## Input for this task

start

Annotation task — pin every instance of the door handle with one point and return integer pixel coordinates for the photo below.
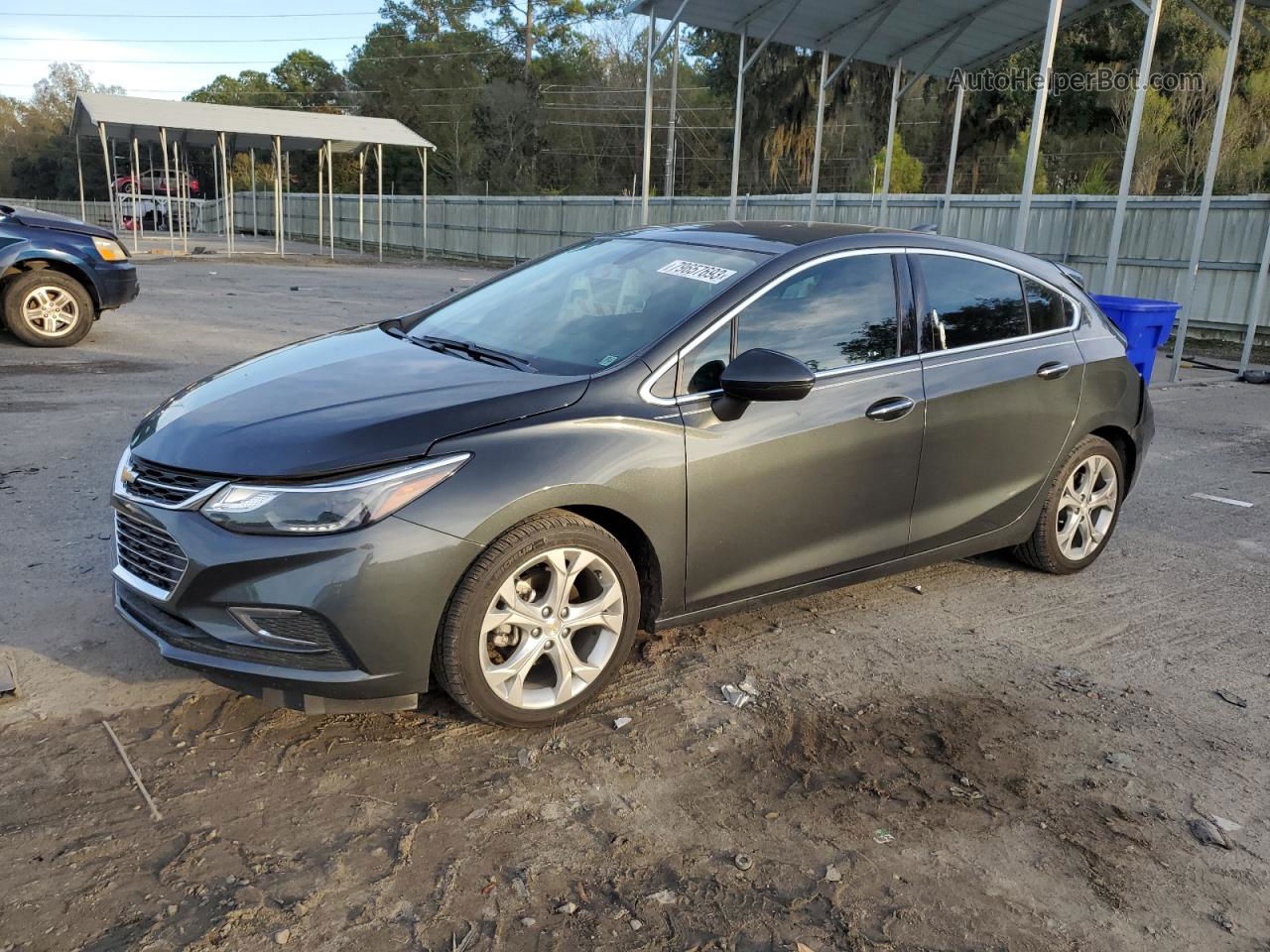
(1052, 371)
(890, 409)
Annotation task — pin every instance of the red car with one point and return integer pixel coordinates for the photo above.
(154, 181)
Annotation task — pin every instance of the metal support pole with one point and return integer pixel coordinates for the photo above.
(1255, 309)
(280, 166)
(647, 167)
(321, 209)
(379, 169)
(286, 195)
(735, 127)
(109, 181)
(820, 135)
(956, 135)
(167, 188)
(890, 141)
(255, 222)
(79, 168)
(1130, 146)
(423, 159)
(136, 191)
(361, 202)
(1214, 154)
(1038, 125)
(330, 194)
(674, 114)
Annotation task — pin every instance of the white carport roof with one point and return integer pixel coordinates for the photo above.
(246, 127)
(951, 33)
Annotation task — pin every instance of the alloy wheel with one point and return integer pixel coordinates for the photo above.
(1086, 508)
(50, 311)
(552, 629)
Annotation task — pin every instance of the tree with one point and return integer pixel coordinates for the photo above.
(1016, 167)
(907, 172)
(37, 157)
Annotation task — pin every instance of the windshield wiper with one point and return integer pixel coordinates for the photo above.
(476, 352)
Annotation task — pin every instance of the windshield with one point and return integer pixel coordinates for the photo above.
(590, 306)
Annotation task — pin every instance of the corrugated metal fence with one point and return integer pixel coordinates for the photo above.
(1071, 229)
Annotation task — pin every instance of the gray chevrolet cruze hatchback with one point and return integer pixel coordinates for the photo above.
(640, 430)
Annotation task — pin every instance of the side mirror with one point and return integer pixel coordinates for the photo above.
(762, 375)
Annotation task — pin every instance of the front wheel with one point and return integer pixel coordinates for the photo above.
(540, 624)
(48, 308)
(1080, 511)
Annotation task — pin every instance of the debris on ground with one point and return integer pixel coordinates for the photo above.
(1207, 834)
(136, 777)
(1119, 761)
(1230, 697)
(734, 696)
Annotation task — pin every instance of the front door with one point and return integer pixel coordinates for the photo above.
(1002, 377)
(797, 492)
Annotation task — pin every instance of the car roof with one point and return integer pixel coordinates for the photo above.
(781, 238)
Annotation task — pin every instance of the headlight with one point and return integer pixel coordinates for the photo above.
(336, 506)
(109, 250)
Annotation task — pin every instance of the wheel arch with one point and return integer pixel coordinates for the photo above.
(71, 270)
(1123, 443)
(639, 547)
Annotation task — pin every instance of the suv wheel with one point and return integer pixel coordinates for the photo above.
(540, 624)
(1080, 511)
(48, 308)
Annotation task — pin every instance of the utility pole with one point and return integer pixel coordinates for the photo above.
(529, 37)
(675, 98)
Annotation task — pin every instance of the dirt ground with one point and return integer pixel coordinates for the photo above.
(973, 757)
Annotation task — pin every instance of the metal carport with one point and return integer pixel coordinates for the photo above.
(944, 39)
(234, 128)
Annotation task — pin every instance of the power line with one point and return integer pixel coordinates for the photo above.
(244, 62)
(195, 16)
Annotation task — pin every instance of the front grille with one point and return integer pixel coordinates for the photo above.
(181, 634)
(149, 552)
(158, 484)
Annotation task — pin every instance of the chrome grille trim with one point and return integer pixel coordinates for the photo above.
(148, 557)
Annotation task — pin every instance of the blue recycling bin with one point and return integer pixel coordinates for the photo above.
(1144, 321)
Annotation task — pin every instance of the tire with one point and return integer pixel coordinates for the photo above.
(1074, 527)
(535, 667)
(40, 326)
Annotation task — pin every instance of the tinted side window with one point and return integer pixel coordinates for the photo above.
(701, 368)
(1047, 309)
(975, 302)
(830, 315)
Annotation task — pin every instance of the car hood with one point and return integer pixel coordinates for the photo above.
(59, 222)
(343, 402)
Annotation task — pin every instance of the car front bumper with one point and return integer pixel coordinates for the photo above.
(376, 597)
(116, 285)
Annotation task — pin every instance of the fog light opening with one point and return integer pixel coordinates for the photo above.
(277, 629)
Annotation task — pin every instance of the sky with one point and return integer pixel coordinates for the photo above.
(162, 50)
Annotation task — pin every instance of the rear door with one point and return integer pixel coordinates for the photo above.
(1002, 377)
(795, 492)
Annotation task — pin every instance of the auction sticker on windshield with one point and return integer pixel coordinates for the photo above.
(708, 273)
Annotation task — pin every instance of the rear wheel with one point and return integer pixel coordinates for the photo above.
(48, 308)
(540, 624)
(1080, 511)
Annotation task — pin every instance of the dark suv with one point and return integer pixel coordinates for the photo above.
(58, 276)
(640, 430)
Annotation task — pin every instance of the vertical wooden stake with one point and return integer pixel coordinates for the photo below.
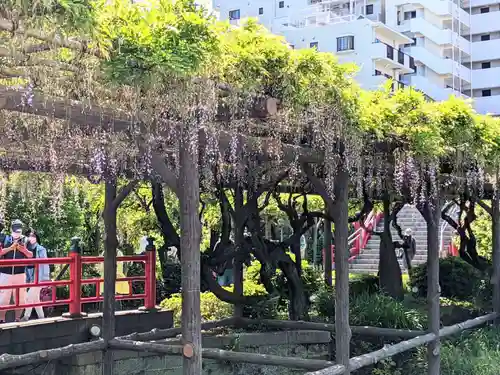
(495, 278)
(110, 245)
(341, 222)
(238, 241)
(315, 242)
(327, 245)
(433, 210)
(190, 245)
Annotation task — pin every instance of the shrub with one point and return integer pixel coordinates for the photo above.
(364, 284)
(376, 310)
(213, 308)
(472, 353)
(458, 280)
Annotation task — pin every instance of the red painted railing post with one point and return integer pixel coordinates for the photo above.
(75, 276)
(150, 273)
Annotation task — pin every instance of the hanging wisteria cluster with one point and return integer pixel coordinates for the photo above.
(94, 106)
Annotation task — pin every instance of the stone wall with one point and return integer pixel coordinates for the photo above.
(26, 337)
(303, 344)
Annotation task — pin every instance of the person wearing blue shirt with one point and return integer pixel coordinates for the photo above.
(33, 295)
(14, 247)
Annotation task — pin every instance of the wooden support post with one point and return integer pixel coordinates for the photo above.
(495, 277)
(238, 239)
(433, 211)
(190, 245)
(315, 242)
(110, 244)
(341, 222)
(327, 256)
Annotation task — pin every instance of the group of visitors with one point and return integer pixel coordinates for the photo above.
(21, 245)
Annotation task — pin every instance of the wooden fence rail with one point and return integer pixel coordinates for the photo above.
(320, 367)
(372, 358)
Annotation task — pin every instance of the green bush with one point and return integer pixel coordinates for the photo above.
(364, 284)
(358, 284)
(376, 310)
(472, 353)
(213, 308)
(458, 280)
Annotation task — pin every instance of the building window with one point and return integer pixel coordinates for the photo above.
(401, 57)
(345, 43)
(234, 14)
(410, 15)
(390, 52)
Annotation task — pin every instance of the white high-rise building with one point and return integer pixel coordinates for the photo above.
(440, 47)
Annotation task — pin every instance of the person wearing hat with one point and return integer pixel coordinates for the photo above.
(14, 247)
(33, 295)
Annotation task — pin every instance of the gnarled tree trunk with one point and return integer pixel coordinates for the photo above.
(389, 270)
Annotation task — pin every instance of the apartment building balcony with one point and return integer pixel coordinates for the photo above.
(443, 8)
(486, 78)
(430, 89)
(487, 104)
(317, 19)
(443, 37)
(440, 65)
(485, 23)
(477, 3)
(392, 58)
(487, 50)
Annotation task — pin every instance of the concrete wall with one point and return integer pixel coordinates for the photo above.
(21, 338)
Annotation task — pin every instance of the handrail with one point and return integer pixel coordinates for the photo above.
(357, 240)
(75, 282)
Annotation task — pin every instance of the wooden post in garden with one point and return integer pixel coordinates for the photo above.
(112, 201)
(190, 245)
(341, 222)
(110, 245)
(432, 216)
(238, 240)
(315, 242)
(327, 256)
(495, 278)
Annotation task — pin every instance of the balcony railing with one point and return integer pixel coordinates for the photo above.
(400, 57)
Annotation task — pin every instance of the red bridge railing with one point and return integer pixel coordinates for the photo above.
(76, 281)
(358, 240)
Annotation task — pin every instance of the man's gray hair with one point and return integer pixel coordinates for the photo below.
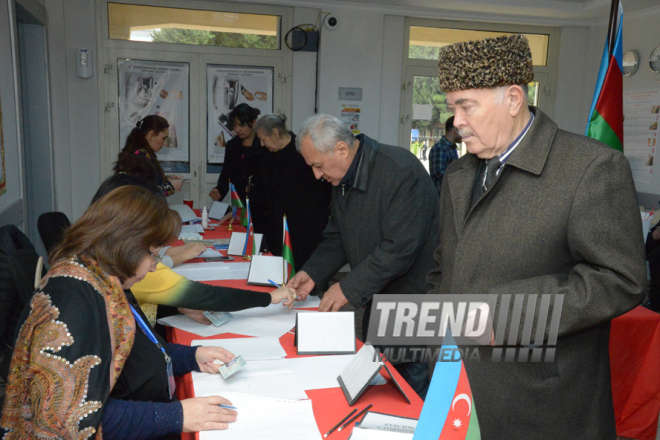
(325, 131)
(267, 123)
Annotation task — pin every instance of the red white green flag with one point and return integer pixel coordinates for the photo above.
(287, 253)
(605, 121)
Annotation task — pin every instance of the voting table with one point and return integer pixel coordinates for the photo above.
(634, 359)
(329, 404)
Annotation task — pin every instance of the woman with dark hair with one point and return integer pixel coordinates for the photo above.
(139, 154)
(286, 186)
(242, 154)
(85, 362)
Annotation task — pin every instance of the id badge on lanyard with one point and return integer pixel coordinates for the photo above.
(171, 385)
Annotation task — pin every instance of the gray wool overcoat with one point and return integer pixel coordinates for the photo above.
(561, 219)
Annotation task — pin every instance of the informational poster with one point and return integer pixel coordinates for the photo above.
(3, 180)
(350, 115)
(156, 88)
(227, 87)
(640, 132)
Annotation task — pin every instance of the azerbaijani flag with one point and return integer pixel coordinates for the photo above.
(249, 241)
(287, 253)
(605, 121)
(448, 412)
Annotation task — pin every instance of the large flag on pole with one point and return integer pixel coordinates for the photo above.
(605, 121)
(249, 241)
(287, 253)
(449, 412)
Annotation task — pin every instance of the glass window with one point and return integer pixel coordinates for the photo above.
(188, 26)
(425, 42)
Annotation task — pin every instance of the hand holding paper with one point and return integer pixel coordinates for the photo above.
(205, 357)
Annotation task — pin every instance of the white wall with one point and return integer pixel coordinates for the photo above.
(11, 200)
(74, 101)
(640, 33)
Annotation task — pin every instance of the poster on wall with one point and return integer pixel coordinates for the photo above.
(227, 87)
(350, 115)
(156, 88)
(640, 132)
(3, 180)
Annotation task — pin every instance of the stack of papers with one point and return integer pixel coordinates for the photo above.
(252, 349)
(272, 419)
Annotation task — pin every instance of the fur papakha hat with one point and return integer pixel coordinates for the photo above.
(486, 64)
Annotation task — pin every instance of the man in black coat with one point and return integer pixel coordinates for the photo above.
(383, 222)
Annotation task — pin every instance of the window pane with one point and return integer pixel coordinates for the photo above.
(187, 26)
(425, 42)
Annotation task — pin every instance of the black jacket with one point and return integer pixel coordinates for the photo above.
(286, 185)
(241, 163)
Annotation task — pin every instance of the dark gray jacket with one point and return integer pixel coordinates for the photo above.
(384, 226)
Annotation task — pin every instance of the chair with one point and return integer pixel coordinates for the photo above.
(51, 226)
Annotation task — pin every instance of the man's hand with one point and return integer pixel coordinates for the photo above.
(195, 315)
(333, 299)
(205, 357)
(204, 414)
(303, 285)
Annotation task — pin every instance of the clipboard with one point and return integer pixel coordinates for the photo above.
(359, 373)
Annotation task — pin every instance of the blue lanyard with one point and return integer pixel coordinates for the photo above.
(147, 331)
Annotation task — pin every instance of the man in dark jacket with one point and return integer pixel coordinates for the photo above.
(533, 210)
(383, 222)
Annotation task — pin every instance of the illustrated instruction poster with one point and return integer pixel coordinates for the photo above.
(640, 132)
(227, 87)
(156, 88)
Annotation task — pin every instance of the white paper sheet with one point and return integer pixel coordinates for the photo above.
(326, 333)
(372, 434)
(185, 212)
(272, 419)
(320, 372)
(260, 378)
(205, 271)
(218, 210)
(252, 349)
(264, 268)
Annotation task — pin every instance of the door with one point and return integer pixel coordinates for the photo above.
(175, 84)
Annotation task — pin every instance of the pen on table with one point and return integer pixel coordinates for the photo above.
(340, 422)
(355, 417)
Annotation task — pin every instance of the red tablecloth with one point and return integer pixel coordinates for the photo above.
(329, 405)
(635, 367)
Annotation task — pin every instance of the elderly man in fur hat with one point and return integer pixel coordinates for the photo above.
(541, 218)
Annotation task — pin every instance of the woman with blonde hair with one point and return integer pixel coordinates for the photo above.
(86, 364)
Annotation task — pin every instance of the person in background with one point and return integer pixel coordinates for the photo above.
(85, 362)
(164, 287)
(536, 217)
(443, 153)
(243, 154)
(286, 186)
(383, 223)
(139, 154)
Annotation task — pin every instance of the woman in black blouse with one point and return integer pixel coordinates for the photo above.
(243, 154)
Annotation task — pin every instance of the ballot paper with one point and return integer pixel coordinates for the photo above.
(388, 422)
(185, 212)
(272, 419)
(237, 243)
(259, 378)
(319, 372)
(372, 434)
(252, 349)
(218, 210)
(325, 333)
(205, 271)
(189, 229)
(264, 268)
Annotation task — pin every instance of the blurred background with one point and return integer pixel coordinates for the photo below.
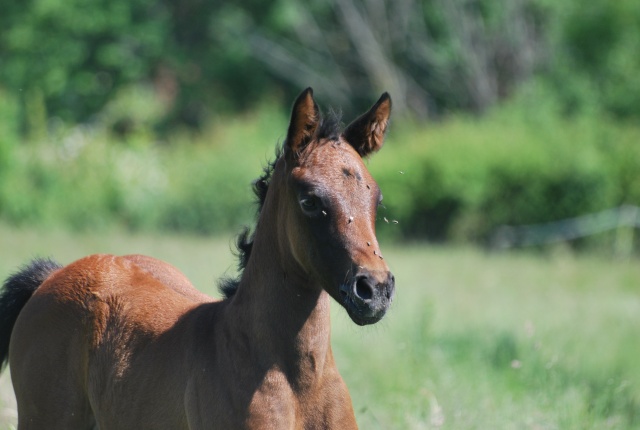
(138, 125)
(155, 115)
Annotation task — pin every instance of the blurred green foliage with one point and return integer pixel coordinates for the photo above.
(521, 164)
(156, 115)
(458, 179)
(67, 59)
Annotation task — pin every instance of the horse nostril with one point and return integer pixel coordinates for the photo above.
(363, 289)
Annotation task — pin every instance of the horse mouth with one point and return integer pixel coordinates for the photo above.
(362, 312)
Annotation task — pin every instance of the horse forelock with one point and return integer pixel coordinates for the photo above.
(329, 129)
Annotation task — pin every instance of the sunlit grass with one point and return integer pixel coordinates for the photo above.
(473, 341)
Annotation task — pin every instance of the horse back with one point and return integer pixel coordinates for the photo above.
(90, 324)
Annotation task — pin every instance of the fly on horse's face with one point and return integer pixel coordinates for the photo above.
(332, 202)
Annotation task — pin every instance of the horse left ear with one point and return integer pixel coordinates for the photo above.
(366, 133)
(305, 118)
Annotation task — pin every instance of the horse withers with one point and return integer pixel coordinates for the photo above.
(127, 342)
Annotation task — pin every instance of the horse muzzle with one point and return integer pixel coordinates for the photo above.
(368, 296)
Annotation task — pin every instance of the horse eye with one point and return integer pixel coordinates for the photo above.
(309, 204)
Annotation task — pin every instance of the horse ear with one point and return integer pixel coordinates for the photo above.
(305, 117)
(366, 133)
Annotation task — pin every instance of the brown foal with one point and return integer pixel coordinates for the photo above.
(127, 342)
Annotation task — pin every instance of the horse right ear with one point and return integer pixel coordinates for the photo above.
(305, 118)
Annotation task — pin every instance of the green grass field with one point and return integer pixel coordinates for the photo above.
(473, 341)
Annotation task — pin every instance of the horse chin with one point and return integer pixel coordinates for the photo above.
(362, 314)
(363, 320)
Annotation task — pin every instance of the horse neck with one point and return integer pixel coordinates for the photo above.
(286, 314)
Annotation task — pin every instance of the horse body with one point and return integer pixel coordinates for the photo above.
(128, 343)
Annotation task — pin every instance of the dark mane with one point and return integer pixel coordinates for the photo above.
(329, 128)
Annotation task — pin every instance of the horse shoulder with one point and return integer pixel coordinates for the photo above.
(169, 276)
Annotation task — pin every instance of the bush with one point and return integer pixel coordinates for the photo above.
(455, 180)
(464, 178)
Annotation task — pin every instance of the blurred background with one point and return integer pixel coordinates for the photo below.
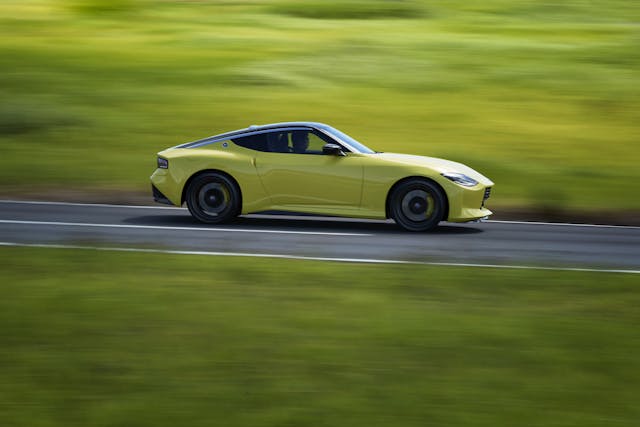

end

## Exercise instructions
Pull out every line of the records above that contains the string "white", matching case exactly.

## Expected answer
Annotation task — pin every instance of the white carport roof with one point and return integer pixel coordinates for the photo above.
Annotation task — pin every instance of the white high-rise building with one point and return integer pixel coordinates for the photo above.
Annotation task — pin every instance of the red white green flag with one point and return integer pixel coordinates for the photo above.
Annotation task — pin every instance of the white wall with one point and return integer pixel coordinates for the photo above.
Annotation task — pin every instance of the white paper sheet with one point and return integer pixel coordinates for the photo above.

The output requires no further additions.